** START Recorded information **

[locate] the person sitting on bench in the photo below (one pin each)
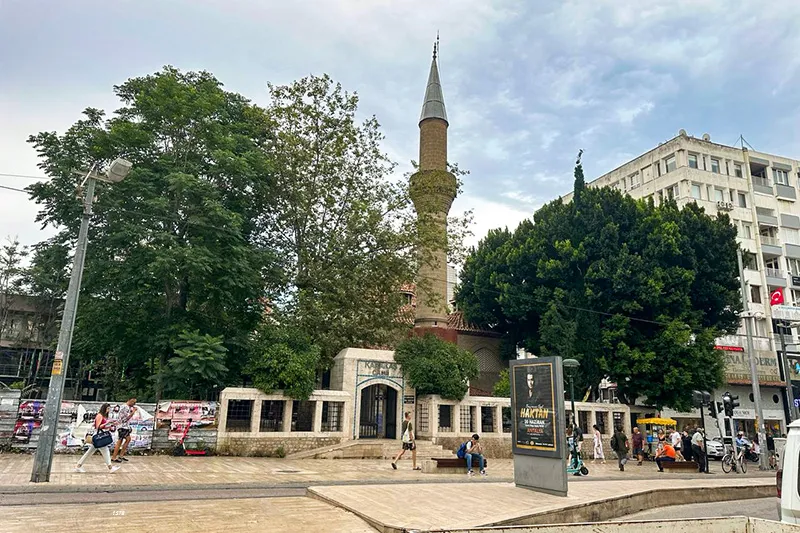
(665, 454)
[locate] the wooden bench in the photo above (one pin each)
(679, 466)
(450, 465)
(455, 462)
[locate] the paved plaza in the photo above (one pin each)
(169, 494)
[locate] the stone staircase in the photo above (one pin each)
(373, 449)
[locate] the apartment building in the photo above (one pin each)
(759, 192)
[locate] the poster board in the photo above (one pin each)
(539, 424)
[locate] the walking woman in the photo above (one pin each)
(101, 440)
(598, 445)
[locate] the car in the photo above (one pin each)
(715, 449)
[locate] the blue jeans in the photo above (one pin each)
(469, 457)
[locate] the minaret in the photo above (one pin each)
(433, 190)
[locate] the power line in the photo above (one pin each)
(27, 176)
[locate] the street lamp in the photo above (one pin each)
(572, 365)
(43, 461)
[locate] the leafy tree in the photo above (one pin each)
(284, 358)
(434, 366)
(635, 292)
(172, 248)
(198, 365)
(502, 388)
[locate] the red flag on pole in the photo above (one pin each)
(776, 298)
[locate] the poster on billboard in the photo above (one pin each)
(534, 392)
(175, 416)
(81, 426)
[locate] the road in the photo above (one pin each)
(760, 508)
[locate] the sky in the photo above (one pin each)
(526, 84)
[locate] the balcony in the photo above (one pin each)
(775, 277)
(762, 185)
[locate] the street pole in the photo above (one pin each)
(785, 364)
(43, 461)
(760, 428)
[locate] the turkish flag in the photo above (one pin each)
(776, 298)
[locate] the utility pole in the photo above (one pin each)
(43, 461)
(762, 433)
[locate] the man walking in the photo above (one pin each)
(126, 412)
(409, 443)
(619, 443)
(699, 451)
(475, 451)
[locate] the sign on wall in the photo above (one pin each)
(534, 404)
(737, 365)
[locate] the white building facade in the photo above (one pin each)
(759, 192)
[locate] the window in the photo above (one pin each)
(755, 294)
(792, 236)
(780, 176)
(271, 415)
(239, 413)
(747, 231)
(793, 265)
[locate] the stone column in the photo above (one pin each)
(317, 422)
(255, 416)
(287, 415)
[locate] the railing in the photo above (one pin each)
(764, 182)
(774, 272)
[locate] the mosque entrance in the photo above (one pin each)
(378, 419)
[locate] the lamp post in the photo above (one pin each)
(572, 365)
(43, 461)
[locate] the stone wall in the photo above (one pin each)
(493, 447)
(270, 447)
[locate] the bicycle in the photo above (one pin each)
(736, 464)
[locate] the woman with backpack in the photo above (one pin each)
(101, 440)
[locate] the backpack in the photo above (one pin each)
(462, 450)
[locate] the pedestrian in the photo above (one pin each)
(698, 450)
(686, 445)
(638, 445)
(619, 443)
(598, 445)
(474, 450)
(675, 441)
(665, 455)
(124, 431)
(101, 440)
(409, 443)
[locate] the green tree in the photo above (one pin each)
(284, 358)
(502, 389)
(172, 248)
(197, 367)
(434, 366)
(635, 292)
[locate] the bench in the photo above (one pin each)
(450, 465)
(680, 466)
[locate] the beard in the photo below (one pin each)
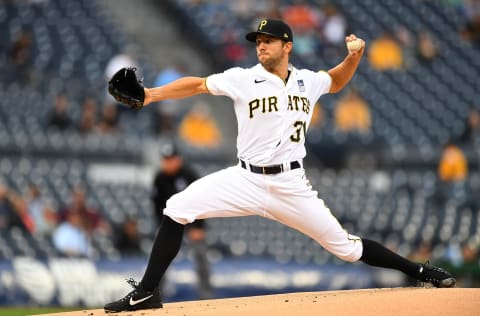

** END Recorded information **

What to produce> Format all of the data above as a numbered list with one line per number, skipping any blank lines. Leave the pictures out of your answer.

Task output>
1. [locate] the person sitting on bench in the photo below (one pin each)
2. (665, 454)
3. [locate] the wooden bench in the photo above (one pin each)
4. (679, 466)
5. (450, 465)
6. (455, 462)
7. [locate] the paved plaza in the photo above (one pin each)
8. (169, 494)
9. [locate] the stone staircase in the photo above (one pin each)
10. (373, 449)
11. [locate] the apartment building in the photo above (one pin each)
12. (759, 192)
13. [locate] the poster board in the photo above (one pin each)
14. (539, 424)
15. [locate] the walking woman in the photo above (one pin each)
16. (101, 440)
17. (598, 445)
18. [locate] the car in the photo above (one pin each)
19. (715, 449)
20. [locate] the blue jeans in the photo above (one pin each)
21. (469, 457)
22. [locate] the minaret in the photo above (one pin each)
23. (433, 190)
24. [locate] the power line in the photo above (one pin each)
25. (27, 176)
26. [locate] the street lamp in the photo above (one pin each)
27. (572, 365)
28. (43, 461)
29. [locate] the leafy tree in the photo above (one pin each)
30. (284, 358)
31. (434, 366)
32. (635, 292)
33. (172, 248)
34. (198, 365)
35. (502, 388)
36. [locate] the red flag on pole in the photo above (one pin each)
37. (776, 298)
38. [locate] the poster on billboard in the photo above (one pin each)
39. (534, 392)
40. (175, 416)
41. (81, 426)
42. [locate] the road in the photo above (one pin each)
43. (760, 508)
44. [locate] the sky in the photo above (one pin each)
45. (526, 84)
46. [locate] the balcony in the photo above (one pin each)
47. (775, 277)
48. (762, 185)
49. [locate] the street pole in the photo above (one pin each)
50. (785, 364)
51. (43, 461)
52. (760, 428)
53. [locate] the turkish flag in the photo above (one pin each)
54. (776, 298)
55. [locate] the utility pole in the photo above (one pin each)
56. (43, 461)
57. (762, 433)
58. [locate] the man walking in the photo above (one pin each)
59. (126, 412)
60. (409, 443)
61. (619, 443)
62. (699, 451)
63. (475, 451)
64. [locate] the sign on wall in the photo above (one pin each)
65. (534, 404)
66. (737, 365)
67. [locate] the white building facade in the photo above (one pin each)
68. (759, 192)
69. [locate] the window in the photo above (one pin each)
70. (755, 294)
71. (792, 236)
72. (780, 176)
73. (271, 415)
74. (239, 413)
75. (747, 231)
76. (793, 265)
77. [locate] the stone column in the photo above (one pin each)
78. (317, 422)
79. (255, 416)
80. (287, 415)
81. [locate] the railing in the photo above (one pin each)
82. (764, 182)
83. (774, 272)
84. [locate] the mosque entrance in the photo above (one pin each)
85. (378, 419)
86. [locate] the lamp post in the photo above (one pin each)
87. (572, 365)
88. (43, 461)
89. [locate] the stone wall in the photo above (one pin each)
90. (493, 447)
91. (270, 447)
92. [locate] the bicycle in the photo above (one pin each)
93. (736, 464)
94. [locate] the woman with backpack in the photo above (one pin each)
95. (101, 440)
96. [locate] the backpack in the photo above (one pin each)
97. (462, 450)
98. [locate] the pedestrian in the photo above (one pin each)
99. (698, 450)
100. (686, 445)
101. (638, 445)
102. (619, 443)
103. (598, 445)
104. (474, 450)
105. (675, 441)
106. (665, 455)
107. (124, 431)
108. (101, 440)
109. (409, 443)
110. [locate] the green tree in the photo above (one pin each)
111. (284, 358)
112. (502, 389)
113. (172, 248)
114. (197, 367)
115. (434, 366)
116. (635, 292)
117. [locate] the bench in the photo above (one pin each)
118. (450, 465)
119. (680, 466)
120. [locate] the beard in the photo below (one pin each)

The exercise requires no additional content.